## Work item
Exactly copy the final stretch of the listing below: the line with "Labeling rule: each instance of the forested" and every line after it.

## Data for review
════════════════

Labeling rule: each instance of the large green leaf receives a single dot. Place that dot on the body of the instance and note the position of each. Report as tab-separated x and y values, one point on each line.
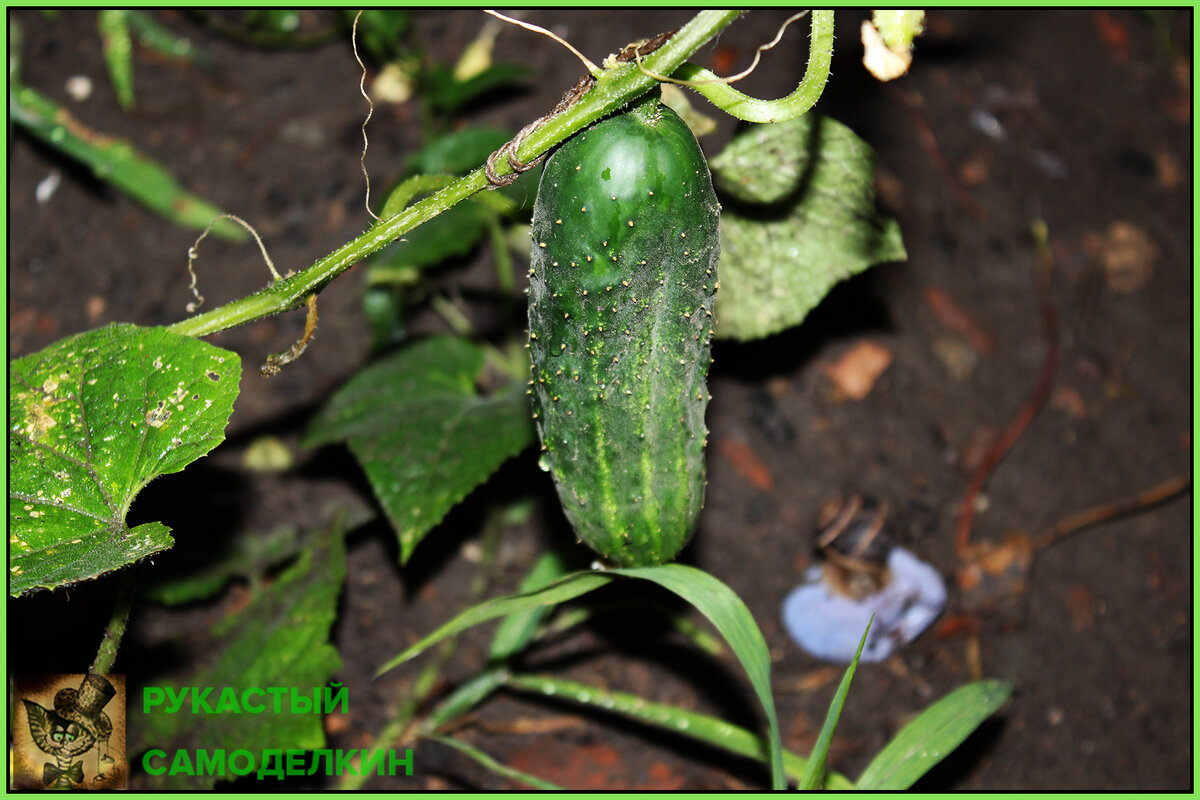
424	434
712	597
933	735
803	220
91	420
280	639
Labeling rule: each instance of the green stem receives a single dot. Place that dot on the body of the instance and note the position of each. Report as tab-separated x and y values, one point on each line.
751	109
112	642
618	85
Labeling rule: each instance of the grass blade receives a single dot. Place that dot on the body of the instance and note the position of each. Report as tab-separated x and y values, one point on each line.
495	765
568	588
731	617
703	727
114	30
933	735
811	779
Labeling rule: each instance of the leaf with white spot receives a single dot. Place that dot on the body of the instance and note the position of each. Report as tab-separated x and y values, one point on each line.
91	420
424	434
802	217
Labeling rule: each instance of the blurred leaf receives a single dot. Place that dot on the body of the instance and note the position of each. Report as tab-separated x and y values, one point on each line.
805	221
493	765
280	639
449	96
249	557
382	31
933	735
684	722
515	633
117	162
421	432
91	420
157	38
114	31
275	20
454	233
459	151
814	776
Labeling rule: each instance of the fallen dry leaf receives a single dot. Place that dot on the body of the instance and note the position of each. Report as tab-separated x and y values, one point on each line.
1127	254
955	355
953	317
855	373
747	463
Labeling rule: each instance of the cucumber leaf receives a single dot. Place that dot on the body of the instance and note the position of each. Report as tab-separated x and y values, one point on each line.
802	217
91	420
280	639
424	435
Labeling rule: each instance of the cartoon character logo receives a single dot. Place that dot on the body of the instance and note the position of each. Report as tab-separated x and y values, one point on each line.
75	726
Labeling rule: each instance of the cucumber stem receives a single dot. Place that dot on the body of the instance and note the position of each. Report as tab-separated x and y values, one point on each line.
619	84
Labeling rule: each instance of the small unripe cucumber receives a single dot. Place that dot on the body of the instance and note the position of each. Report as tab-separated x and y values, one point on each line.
622	286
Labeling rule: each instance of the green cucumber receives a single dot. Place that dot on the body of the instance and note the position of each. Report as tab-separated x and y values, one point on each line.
622	286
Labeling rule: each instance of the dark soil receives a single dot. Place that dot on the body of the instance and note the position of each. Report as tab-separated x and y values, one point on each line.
1080	119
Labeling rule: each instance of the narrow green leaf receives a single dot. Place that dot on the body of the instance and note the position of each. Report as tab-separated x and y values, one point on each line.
803	218
731	617
814	775
568	588
465	698
423	433
91	420
117	162
933	735
517	630
280	639
382	31
451	234
495	765
703	727
712	597
114	31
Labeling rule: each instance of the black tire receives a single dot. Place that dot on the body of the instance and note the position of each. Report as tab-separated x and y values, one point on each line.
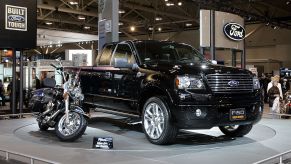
78	132
169	132
240	131
42	127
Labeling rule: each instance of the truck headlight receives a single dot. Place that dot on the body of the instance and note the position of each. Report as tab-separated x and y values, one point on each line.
256	83
188	82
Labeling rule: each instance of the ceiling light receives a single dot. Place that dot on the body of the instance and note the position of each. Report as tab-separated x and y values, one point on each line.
121	11
81	17
159	18
188	24
169	4
132	28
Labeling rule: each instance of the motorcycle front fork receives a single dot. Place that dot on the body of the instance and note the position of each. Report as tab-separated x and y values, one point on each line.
67	109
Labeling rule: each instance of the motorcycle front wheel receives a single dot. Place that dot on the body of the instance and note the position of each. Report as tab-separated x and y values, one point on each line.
72	129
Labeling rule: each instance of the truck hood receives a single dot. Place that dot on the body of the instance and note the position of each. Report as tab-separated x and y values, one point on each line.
197	69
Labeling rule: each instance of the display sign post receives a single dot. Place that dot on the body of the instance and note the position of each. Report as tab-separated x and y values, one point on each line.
17	32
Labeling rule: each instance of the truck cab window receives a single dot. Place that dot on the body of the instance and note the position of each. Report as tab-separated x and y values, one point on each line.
123	51
105	55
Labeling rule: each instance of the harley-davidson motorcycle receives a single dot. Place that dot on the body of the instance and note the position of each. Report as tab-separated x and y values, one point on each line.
60	107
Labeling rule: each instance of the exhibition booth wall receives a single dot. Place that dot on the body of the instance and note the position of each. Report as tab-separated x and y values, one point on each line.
263	45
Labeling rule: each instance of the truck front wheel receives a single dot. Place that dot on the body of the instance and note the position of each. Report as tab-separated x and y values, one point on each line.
236	130
156	121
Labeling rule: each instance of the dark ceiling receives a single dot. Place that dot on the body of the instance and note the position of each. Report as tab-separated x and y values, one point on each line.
145	14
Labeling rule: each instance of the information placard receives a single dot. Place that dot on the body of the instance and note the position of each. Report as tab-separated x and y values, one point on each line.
18	24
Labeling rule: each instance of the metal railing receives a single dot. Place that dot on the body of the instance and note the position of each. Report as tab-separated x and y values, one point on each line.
31	158
279	156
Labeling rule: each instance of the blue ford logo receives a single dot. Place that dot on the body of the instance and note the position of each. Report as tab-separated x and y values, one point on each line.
233	83
234	31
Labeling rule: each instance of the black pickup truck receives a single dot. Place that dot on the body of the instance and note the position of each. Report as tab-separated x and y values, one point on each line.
170	86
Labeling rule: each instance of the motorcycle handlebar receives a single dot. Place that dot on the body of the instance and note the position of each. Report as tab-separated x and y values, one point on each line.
54	66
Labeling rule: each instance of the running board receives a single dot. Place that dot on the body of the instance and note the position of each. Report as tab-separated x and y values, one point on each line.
116	113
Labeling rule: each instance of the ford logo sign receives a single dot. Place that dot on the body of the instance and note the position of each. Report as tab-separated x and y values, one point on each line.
233	83
16	18
234	31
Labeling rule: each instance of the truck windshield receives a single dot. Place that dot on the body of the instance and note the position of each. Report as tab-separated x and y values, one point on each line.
167	52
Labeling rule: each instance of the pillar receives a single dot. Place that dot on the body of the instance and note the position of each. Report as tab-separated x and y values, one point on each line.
108	27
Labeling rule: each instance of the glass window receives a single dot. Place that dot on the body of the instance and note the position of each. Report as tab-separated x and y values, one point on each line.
105	55
167	52
123	51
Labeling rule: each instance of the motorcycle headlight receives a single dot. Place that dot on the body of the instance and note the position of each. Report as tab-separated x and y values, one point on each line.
256	83
188	82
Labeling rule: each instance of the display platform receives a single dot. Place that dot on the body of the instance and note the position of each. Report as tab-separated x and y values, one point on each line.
129	137
268	138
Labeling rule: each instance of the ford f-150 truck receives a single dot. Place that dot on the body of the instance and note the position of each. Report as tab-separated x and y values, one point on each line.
171	86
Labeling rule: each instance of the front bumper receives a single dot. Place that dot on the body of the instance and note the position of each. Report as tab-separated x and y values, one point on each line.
216	111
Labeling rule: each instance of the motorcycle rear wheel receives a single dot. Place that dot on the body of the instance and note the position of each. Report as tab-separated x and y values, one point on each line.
71	130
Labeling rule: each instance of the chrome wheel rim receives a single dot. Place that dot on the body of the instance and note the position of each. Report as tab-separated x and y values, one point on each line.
69	127
154	121
231	127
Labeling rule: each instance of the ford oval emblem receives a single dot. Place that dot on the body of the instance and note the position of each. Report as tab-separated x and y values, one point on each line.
233	83
234	31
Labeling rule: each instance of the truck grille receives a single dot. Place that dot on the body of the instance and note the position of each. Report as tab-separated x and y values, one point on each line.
230	83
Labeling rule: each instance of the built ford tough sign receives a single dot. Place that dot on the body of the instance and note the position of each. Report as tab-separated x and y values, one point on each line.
170	86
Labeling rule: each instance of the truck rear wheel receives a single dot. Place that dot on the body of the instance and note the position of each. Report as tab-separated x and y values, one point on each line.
236	130
156	121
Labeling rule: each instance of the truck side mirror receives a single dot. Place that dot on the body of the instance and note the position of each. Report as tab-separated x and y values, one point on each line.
122	63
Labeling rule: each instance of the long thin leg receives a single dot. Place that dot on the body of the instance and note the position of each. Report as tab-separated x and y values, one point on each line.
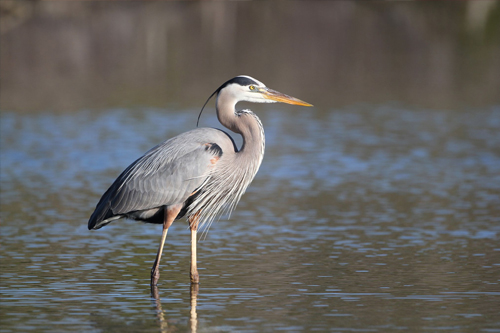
169	217
193	224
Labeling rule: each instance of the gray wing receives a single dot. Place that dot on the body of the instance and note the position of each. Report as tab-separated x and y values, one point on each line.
166	175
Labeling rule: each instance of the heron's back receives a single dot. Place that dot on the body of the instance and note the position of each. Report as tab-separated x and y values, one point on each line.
167	174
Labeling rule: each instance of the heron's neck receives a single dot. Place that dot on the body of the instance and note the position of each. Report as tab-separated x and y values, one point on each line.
246	123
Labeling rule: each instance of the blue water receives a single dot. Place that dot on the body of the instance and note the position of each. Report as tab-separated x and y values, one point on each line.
368	218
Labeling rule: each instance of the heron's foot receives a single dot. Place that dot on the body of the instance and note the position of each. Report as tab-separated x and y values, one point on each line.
195	277
155	276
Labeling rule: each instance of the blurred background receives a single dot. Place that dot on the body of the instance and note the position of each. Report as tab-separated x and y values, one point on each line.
72	55
376	210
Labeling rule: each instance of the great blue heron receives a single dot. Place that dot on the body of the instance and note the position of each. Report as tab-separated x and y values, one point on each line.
199	174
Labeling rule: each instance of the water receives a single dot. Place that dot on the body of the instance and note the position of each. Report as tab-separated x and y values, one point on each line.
368	218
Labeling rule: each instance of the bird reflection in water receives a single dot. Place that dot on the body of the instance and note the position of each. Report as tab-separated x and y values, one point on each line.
160	314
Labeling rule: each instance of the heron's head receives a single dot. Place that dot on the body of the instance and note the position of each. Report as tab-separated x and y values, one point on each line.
248	89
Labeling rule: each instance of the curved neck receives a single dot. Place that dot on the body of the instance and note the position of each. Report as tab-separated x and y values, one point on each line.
245	123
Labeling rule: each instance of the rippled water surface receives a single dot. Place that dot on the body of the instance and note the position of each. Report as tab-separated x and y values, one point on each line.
369	218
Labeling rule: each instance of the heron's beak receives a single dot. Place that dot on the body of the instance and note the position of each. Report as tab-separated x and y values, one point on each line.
279	97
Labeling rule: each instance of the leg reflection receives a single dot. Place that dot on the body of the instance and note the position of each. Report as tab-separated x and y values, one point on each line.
193	320
159	311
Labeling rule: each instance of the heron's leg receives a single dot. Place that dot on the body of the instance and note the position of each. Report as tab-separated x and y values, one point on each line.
169	217
193	225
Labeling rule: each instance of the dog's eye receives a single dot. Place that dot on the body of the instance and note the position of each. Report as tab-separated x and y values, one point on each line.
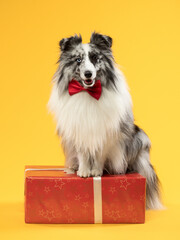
78	60
95	58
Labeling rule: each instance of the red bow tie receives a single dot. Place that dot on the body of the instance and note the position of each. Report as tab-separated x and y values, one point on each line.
95	91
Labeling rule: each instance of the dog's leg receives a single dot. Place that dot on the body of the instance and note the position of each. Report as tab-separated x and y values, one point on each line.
84	165
71	161
97	165
116	162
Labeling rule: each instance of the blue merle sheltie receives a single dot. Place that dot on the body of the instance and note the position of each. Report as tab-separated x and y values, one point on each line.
99	134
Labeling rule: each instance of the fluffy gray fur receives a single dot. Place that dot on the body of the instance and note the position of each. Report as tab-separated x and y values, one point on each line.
99	135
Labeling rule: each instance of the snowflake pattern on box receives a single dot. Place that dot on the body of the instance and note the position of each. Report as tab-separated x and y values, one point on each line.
62	198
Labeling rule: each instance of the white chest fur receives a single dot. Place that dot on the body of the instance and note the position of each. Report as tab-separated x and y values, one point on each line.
88	122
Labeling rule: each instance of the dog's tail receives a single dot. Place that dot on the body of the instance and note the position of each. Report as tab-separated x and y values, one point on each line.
143	166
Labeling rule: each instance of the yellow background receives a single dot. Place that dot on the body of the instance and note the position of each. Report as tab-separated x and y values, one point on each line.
146	45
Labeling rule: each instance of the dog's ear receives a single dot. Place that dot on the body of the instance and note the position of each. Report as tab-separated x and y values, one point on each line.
101	41
67	44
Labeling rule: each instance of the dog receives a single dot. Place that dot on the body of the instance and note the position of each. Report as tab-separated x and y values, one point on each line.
97	131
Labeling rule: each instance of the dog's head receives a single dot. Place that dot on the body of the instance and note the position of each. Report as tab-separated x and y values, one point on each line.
86	63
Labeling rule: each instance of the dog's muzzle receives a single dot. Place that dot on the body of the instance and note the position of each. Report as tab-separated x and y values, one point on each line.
88	82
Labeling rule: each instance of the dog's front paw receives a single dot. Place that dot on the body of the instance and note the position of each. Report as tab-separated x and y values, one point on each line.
96	172
84	173
69	170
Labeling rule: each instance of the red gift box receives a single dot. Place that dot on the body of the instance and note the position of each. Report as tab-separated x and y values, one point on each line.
52	196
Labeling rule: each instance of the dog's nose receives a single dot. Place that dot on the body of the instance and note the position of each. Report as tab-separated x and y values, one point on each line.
88	74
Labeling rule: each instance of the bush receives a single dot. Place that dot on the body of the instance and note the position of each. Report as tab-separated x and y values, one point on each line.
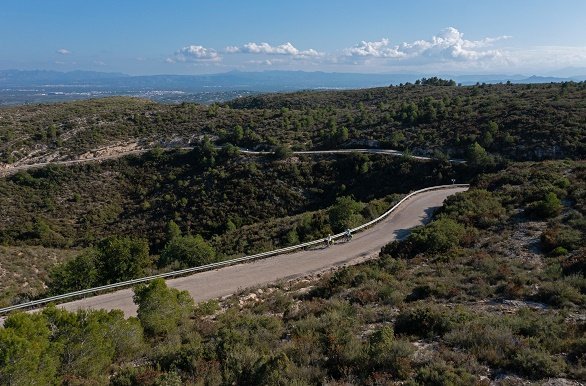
538	364
76	274
187	251
425	321
345	214
162	310
438	236
121	258
561	236
549	207
475	207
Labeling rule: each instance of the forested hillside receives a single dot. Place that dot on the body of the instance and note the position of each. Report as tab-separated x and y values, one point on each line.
491	291
516	122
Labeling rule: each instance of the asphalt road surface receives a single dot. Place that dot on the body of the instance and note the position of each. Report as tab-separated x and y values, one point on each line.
229	280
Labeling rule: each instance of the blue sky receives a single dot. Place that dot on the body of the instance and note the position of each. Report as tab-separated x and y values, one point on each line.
193	37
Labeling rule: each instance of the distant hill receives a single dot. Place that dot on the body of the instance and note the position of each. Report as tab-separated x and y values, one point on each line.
40	86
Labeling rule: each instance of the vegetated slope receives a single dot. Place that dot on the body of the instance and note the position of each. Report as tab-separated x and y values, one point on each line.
517	122
240	204
454	303
204	191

════════════════

## Exercise solution
Labeling rule: each instance of the forested hillside receives a single dot. Place that dot on the body of the instance and note the position of each. Report as tab-separated x and y values, one point on each line.
491	291
516	122
Labeling rule: each instance of the asphalt road surface receives a single dot. Place that dot on the body of the instance and note the position of each. Report as tab-separated x and y values, one point on each line.
229	280
Labeling rule: each instance of the blue sky receives a single dot. Place that dot on the body of the instance and note the position of each. Report as tab-separated x and y values, one point on each line.
193	37
Labeling rule: each instance of the distant hill receives a single dot. Place that dot on the body of the instance and note the position of each. Report as tab-separated x and y values, one point on each line.
40	86
Labeling rule: each instance of the vegetated slope receives a single dot. Place that dot on the body of the instance and note the position of each. Report as tab-separated x and y values, one point on each line.
517	122
240	204
454	303
204	191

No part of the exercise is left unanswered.